---------- Source ----------
Additionally, storage cannot be opened again after that:

[2020-01-01T00:52:25Z INFO  zbox::base] ZboxFS v0.8.8 - Zero-details, privacy-focused in-app file system
[2020-01-01T00:52:25Z INFO  zbox::fs::fs] open repo: file:///tmp/limit/q, read_only: false
[2020-01-01T00:52:25Z DEBUG zbox::volume::volume] volume opened: Storage(FileStorage { base: "/tmp/limit/q" })
[2020-01-01T00:52:25Z DEBUG zbox::trans::wal] cold redo abort tx#3
[2020-01-01T00:52:25Z DEBUG zbox::trans::wal] cold abort completed
[2020-01-01T00:52:25Z DEBUG zbox::trans::wal] WalQueue opened, seq: 6, watermarks: (txid: 3, block: 6)
Error: Io(Custom { kind: Other, error: "Decrypt error" })
vi commented 4 years ago

Similar panic happens in sqlite:// mode (with a "database is full" error instead). In that case however storage can be opened again (if I grow tmpfs a little bit). Unfinished information in the file is lost, obviously (how do I recover it by the way?).

burmecia commented 4 years ago

Thank you for issue, that's a good edge case.

The unfinished data won't be able to recover as writing is processed in a transaction. If writing doesn't call finish(), the transaction doesn't commit and all uncommitted data will be lost.

vi commented 4 years ago

If writing doesn't call finish(), the transaction doesn't commit and all uncommitted data will be lost.

After a crash with unfinished writes, storage is still full in megabytes. Are those files securely inaccessible (e.g. no decryption key available) or just unrefereced?

vi commented 4 years ago

With mem:// storage, running out of space is even nastier: memory allocation of 8192 bytes failed, then just plain abort.


I think ZboxFS should actively mind available room (in file://, in memory, in database) and reserve some space, so writes start failing while transaction can still be committed.

burmecia commented 4 years ago

If writing doesn't call finish(), the transaction doesn't commit and all uncommitted data will be lost.

After a crash with unfinished writes, storage is still full in megabytes. Are those files securely inaccessible (e.g. no decryption key available) or just unrefereced?

Yes, those files are still secured but they are inaccessible.

burmecia commented 4 years ago

With mem:// storage, running out of space is even nastier: memory allocation of 8192 bytes failed, then just plain abort.

I think ZboxFS should actively mind available room (in file://, in memory, in database) and reserve some space, so writes start failing while transaction can still be committed.

That could be hard as some storage are not able to retrieve free space at run time, even through it can be retrieved the cost to constantly monitor it is still high.
----------
→ **Exercise requirements**
[A] Answer these questions from the thread:
(i) Which version of ZboxFS appears in the log output?
(ii) What error shows up in sqlite:// mode when space runs out?
(iii) With mem:// storage, how many bytes did the failed memory allocation ask for?
[B] For each statement, say whether it agrees with the thread, and quote the words that settle it:
(i) Unfinished data can be recovered after a crash.
(ii) In sqlite:// mode, storage can be opened again after tmpfs is grown a little.
(iii) Files left behind by unfinished writes remain secured.
The items that come next have no connection to the thread.
---------- Material shown ----------
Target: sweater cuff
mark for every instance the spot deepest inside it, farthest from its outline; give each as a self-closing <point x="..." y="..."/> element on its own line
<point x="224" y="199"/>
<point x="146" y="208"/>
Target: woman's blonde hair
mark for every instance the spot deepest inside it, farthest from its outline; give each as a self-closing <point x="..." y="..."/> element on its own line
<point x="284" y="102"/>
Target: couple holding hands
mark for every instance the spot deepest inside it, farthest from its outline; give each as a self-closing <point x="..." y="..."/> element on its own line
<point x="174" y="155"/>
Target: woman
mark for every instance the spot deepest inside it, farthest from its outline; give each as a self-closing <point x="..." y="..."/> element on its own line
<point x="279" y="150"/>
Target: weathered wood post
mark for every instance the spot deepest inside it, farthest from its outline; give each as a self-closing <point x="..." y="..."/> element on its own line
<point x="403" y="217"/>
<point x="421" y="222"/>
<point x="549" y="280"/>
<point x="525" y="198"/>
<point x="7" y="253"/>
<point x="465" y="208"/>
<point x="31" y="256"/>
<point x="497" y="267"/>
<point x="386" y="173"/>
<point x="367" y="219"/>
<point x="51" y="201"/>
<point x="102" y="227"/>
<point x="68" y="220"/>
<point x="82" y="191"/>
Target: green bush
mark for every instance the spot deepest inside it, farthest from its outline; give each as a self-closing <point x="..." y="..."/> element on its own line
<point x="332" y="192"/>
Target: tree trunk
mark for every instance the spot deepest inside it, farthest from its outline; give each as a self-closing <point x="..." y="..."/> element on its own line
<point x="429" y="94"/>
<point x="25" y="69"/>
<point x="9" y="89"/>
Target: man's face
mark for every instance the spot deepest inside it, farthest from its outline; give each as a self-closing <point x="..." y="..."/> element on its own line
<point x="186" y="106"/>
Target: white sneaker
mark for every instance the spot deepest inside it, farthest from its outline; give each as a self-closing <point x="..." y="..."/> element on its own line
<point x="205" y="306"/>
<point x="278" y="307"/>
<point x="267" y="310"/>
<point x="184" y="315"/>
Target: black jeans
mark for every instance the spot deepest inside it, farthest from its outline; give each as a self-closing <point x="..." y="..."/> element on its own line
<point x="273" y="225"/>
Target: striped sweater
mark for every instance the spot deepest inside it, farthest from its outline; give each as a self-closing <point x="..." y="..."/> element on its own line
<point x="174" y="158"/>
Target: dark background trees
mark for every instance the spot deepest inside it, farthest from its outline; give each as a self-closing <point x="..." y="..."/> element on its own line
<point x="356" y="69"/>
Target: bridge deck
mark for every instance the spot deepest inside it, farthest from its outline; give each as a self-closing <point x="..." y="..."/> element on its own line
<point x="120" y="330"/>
----------
→ **Solutions below**
[A]
(i) v0.8.8
(ii) "database is full"
(iii) 8192 bytes

[B]
(i) No: "The unfinished data won't be able to recover as writing is processed in a transaction."
(ii) Yes: "In that case however storage can be opened again (if I grow tmpfs a little bit)."
(iii) Yes: "Yes, those files are still secured but they are inaccessible."